Ich werde da am Montag anrufen und richtig stunk machen.

Gruß Marc


----------



## MTB-News.de




----------



## sasule (28. Oktober 2013)

Hey Leute,

So meine Felge hat es komplett zerlegt. War bei meinem Händler vor Ort und der hat gemeint, dass es sich vermutlich nicht lohnen würde das Teil noch zu reparieren. Wie es genau passiert ist kann ich nicht ganz sagen, da mich der gute Bock nach vorne abgeworfen hat. Da es die Speichen teilweise aus der Nabe rausgerissen hat, ist diese nicht mehr zu gebrauchen. Speichen sehen optisch noch gut aus. Bei der Felge ist es schwierig zu beurteilen ob die sich verzogen hat. Werde die Tage auch nochmal bei Canyon anrufen und mal nachhaken was die dazu sagen.

Jetzt würde ich mir gerne ein neues Laufrad zulegen. Spricht irgendwas dagegen nur das vordere Laufrad zu ersetzen? Habt ihr mir nen Tipp für nen neues Laufrad in der Kategorie um die 150 Euro?

[Auszüge aus einem Datensatz zur Objekterkennung]
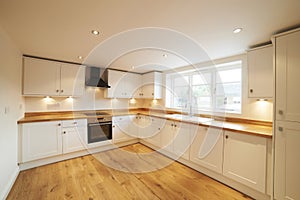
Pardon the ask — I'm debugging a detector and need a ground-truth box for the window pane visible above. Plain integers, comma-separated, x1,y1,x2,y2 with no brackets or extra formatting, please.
216,96,241,112
216,68,242,83
192,85,211,97
216,82,241,96
192,72,211,85
174,76,189,87
192,96,211,108
173,87,189,108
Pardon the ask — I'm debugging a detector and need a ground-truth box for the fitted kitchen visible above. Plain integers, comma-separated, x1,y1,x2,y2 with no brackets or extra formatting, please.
0,0,300,200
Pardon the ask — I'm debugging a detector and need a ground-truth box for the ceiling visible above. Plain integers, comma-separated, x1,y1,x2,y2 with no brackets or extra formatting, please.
0,0,300,72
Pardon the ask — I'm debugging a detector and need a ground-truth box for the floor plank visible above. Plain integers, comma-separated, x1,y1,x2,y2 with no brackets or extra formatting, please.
7,143,251,200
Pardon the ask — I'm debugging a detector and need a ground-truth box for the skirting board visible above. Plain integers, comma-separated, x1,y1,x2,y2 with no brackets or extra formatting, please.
0,166,20,199
19,139,138,171
140,140,271,200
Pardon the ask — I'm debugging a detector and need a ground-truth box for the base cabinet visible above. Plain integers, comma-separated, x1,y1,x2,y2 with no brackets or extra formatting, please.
112,115,138,143
223,131,267,193
20,119,87,163
62,120,87,154
190,125,223,173
21,121,62,162
274,121,300,200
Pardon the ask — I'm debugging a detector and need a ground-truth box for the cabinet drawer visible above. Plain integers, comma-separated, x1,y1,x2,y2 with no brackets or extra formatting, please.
62,119,87,128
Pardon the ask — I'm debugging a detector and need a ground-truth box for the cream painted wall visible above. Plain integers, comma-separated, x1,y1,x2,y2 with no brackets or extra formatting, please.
143,54,273,122
25,87,143,112
0,27,24,199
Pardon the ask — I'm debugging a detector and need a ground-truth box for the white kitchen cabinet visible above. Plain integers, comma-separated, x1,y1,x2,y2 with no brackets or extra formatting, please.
274,121,300,200
275,30,300,122
23,57,85,96
247,45,273,98
142,72,162,99
62,119,87,154
139,115,166,147
173,122,193,160
190,125,223,173
20,121,62,162
59,63,85,97
20,119,87,162
113,115,138,143
105,69,142,99
223,131,267,193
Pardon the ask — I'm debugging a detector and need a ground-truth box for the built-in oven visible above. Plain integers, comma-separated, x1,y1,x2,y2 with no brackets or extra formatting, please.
87,116,112,144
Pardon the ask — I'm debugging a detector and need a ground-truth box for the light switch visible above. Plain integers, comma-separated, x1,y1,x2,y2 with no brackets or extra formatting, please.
4,106,9,115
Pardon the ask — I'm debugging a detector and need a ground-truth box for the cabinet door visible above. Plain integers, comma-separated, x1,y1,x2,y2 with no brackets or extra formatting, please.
276,31,300,122
60,63,85,96
106,70,125,98
190,125,223,173
21,121,62,162
113,116,137,143
23,57,60,96
62,119,87,153
173,122,192,160
160,120,175,154
223,131,267,193
139,116,164,147
247,45,273,98
274,121,300,200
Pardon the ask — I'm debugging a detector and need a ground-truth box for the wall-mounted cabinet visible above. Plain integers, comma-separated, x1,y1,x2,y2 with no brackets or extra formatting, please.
247,45,273,98
142,72,162,99
23,57,85,96
105,69,162,99
105,69,142,99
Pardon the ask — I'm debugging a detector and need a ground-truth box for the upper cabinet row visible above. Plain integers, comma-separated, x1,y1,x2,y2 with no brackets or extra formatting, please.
247,45,273,98
105,69,162,99
23,57,162,99
23,57,85,96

### Die Aufgabe
Beantworte zum Text über die kaputte Felge diese Fragen:
1. Was hat der Händler vor Ort über eine Reparatur gesagt?
2. Warum ist die Nabe laut sasule nicht mehr zu gebrauchen?
3. In welcher Preisklasse sucht sasule ein neues Laufrad?
Die Einträge haben nichts mit dem Text zu tun.

### Ergebnis unten
1. Dass es sich vermutlich nicht lohnen würde, das Teil noch zu reparieren.
2. Weil es die Speichen teilweise aus der Nabe rausgerissen hat.
3. Um die 150 Euro.